-- OBJECTIVE 1 --
According to the profile of Curt LeMay below, how long did it take him to rise from lieutenant to two-star general?

-- TEXT TO READ --
Within the three decades that military analysts allow as the effective span of great generals, Curt LeMay was indefatigable, truculent, superb. “The ablest big airplane and strategic bomb operator in the world,” went his congressional introduction by a superior. LeMay rose from lieutenant to two-star general in four years of World War II while his 8th Air Force flattened Nazi Germany. It was his direction and B-29s that firebombed and A-bombed Japan into defeat; his cocky determination and transports that operated the Berlin Airlift; his protective vision that restructured Strategic Air Command into a global burglar alarm and cocked weapon. Then he was promoted to the Pentagon where LeMay faced enemies he neither understood nor conquered--cutthroat politics and civilian management of the military.

In this easy, understanding, almost conversational profile, author Thomas M. Coffey shows that the very qualities that made LeMay a superlative, revered field commander were his weaknesses as Air Force chief of staff. LeMay’s way was to bull through problems. Compromise was for diplomats who were ninnies. Speak loudly, carry the biggest stick and hit first. His simple, black-and-white rule of war: “Once you make a decision to use military force to solve your problem, then you ought to use it and use an overwhelming military force. Use too much and deliberately use too much so that you don’t make an error on the other side and not quite have enough. And you roll over everything to start with and you close it down just like that.”

-- AVAILABLE DATA --
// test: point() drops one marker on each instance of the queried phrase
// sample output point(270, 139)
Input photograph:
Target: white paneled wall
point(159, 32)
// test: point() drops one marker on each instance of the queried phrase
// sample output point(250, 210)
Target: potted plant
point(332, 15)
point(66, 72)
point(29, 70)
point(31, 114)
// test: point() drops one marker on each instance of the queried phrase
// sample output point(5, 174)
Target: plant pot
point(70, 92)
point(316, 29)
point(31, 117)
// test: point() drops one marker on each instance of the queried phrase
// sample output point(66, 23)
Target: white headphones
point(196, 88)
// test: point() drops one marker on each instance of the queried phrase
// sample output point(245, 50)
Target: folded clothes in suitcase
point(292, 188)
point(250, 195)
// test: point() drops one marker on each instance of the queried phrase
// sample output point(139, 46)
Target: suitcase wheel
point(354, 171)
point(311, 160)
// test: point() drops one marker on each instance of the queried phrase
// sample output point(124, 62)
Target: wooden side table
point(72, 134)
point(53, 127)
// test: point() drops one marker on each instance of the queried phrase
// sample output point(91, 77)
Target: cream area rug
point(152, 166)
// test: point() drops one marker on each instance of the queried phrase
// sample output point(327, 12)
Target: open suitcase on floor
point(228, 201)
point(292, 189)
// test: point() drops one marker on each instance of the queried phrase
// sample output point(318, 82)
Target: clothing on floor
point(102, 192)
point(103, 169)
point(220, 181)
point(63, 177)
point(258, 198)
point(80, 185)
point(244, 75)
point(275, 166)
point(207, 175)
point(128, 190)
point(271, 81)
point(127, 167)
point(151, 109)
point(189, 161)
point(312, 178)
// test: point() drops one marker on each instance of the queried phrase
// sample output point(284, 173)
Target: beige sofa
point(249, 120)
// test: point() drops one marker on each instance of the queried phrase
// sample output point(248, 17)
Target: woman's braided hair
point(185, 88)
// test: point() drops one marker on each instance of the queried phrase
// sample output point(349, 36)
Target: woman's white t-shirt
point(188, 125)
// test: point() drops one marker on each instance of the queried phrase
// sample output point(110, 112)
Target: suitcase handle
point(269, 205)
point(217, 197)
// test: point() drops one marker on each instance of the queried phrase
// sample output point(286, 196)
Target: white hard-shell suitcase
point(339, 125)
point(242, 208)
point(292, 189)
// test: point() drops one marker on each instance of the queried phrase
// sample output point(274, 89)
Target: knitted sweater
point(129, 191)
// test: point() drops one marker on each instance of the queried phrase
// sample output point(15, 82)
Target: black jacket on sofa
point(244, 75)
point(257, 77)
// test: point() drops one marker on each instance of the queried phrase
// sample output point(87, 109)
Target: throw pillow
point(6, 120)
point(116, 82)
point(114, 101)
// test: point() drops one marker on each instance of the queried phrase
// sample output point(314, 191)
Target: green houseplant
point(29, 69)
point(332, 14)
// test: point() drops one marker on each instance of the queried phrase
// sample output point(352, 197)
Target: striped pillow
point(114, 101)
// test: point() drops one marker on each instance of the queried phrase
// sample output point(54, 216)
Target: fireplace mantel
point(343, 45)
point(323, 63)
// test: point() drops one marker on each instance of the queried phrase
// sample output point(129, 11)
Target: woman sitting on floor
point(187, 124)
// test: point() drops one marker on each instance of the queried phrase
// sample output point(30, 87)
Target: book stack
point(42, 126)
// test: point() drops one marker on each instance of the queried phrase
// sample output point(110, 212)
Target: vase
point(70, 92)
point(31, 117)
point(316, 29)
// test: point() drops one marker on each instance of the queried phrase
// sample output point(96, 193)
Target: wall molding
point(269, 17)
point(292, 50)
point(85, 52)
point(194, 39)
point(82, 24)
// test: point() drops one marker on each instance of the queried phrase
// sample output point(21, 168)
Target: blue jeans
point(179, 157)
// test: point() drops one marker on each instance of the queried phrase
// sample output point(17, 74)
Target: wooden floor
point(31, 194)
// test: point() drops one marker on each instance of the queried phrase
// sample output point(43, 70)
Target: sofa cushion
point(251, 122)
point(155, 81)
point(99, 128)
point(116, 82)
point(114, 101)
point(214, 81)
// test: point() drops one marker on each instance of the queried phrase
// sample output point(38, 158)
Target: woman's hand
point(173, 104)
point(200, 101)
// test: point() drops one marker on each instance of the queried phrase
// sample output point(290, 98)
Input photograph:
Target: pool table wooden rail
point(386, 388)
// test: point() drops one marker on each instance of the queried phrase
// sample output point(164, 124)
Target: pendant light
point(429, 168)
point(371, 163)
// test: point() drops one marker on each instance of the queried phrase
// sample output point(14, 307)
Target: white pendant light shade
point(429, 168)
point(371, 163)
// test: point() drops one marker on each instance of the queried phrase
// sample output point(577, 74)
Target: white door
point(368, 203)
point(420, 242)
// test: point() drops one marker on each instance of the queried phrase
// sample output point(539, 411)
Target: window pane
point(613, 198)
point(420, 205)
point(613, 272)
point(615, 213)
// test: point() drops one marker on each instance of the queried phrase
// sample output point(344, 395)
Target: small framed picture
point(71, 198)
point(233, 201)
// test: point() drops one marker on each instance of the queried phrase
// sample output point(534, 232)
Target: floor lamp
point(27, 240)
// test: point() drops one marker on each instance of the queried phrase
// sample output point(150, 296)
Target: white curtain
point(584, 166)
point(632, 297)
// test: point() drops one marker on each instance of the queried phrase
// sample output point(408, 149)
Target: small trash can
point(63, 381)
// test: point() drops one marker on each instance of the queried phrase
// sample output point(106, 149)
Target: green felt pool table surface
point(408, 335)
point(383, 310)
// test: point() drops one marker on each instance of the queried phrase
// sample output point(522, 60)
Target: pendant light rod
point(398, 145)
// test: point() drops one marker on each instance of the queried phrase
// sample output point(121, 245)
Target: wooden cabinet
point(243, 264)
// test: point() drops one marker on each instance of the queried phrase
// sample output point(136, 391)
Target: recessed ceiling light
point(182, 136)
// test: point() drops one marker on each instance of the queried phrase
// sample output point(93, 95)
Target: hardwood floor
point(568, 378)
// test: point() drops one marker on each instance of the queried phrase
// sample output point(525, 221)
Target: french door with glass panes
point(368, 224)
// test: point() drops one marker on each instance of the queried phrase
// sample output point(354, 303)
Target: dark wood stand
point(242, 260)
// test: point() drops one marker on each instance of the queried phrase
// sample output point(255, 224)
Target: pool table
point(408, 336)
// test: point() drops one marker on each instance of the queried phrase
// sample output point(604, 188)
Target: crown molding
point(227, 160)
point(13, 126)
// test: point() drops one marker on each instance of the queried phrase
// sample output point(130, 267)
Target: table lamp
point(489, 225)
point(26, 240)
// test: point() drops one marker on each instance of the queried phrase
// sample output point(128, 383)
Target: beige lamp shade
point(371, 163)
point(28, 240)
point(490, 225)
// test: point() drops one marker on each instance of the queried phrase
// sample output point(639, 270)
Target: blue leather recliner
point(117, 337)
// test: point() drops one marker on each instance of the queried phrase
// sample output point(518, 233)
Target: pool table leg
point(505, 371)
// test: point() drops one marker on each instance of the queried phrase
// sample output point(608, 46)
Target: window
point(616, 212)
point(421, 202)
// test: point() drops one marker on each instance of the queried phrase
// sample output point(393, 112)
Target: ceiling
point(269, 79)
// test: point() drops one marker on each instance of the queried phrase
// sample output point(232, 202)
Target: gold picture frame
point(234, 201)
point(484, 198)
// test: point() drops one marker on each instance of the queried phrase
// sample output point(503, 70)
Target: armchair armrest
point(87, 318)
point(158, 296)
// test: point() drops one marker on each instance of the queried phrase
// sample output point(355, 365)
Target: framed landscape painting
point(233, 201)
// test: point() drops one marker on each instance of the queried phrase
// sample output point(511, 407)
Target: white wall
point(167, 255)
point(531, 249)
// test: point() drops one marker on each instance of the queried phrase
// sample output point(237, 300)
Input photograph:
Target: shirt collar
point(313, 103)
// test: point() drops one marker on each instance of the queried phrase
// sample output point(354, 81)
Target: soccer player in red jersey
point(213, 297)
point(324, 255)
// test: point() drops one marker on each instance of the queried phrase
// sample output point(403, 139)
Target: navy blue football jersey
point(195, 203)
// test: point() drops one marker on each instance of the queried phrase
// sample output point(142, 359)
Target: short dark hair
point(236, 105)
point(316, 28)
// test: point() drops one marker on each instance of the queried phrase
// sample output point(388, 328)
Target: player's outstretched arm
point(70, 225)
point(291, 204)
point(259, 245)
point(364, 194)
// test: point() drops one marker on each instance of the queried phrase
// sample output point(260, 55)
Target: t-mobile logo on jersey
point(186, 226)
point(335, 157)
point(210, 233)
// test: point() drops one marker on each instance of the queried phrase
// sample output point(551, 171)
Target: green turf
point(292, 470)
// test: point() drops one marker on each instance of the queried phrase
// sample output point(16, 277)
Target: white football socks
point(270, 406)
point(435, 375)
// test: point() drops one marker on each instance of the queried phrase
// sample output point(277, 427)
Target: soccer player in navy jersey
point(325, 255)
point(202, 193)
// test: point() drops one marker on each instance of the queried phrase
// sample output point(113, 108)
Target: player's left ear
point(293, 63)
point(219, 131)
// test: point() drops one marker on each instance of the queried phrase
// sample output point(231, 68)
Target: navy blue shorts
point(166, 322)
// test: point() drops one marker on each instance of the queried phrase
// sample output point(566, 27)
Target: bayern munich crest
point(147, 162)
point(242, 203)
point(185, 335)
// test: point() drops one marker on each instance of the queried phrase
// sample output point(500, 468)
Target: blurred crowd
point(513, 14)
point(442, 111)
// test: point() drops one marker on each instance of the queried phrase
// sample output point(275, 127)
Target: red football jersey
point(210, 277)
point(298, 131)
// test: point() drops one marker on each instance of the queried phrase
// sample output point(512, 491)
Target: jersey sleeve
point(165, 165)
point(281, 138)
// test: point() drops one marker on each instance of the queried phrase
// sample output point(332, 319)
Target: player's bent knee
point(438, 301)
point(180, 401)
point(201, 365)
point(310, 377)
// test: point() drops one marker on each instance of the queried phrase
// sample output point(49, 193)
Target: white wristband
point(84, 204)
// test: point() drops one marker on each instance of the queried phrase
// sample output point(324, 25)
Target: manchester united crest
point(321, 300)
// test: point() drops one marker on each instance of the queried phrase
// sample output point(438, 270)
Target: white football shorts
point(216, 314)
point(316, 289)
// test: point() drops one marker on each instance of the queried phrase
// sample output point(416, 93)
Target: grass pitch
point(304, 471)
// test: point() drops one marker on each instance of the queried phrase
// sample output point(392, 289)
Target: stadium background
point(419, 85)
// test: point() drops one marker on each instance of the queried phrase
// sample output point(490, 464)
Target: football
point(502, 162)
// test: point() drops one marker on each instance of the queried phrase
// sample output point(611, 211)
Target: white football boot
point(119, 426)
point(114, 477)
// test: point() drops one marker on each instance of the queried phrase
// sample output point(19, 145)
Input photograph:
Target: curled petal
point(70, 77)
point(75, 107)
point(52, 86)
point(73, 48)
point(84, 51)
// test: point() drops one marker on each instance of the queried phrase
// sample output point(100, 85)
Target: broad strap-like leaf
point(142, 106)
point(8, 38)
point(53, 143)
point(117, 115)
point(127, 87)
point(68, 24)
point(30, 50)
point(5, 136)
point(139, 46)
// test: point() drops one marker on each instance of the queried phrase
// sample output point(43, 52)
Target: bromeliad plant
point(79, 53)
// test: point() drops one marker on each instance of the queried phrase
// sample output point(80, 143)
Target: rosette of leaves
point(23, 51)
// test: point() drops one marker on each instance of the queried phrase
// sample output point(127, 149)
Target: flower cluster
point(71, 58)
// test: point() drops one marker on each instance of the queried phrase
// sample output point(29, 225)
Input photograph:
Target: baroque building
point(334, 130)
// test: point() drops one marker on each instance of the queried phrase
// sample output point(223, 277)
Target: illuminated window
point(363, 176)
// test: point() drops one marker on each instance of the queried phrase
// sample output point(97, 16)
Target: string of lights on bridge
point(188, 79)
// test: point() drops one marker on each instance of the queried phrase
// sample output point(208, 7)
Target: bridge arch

-- OBJECTIVE 2 --
Extract every line of the listing above that contains the string "bridge". Case counts.

-- FULL OUTPUT 1 --
Four years, during World War II.

-- FULL OUTPUT 2 --
Target: string of lights on bridge
Target: bridge arch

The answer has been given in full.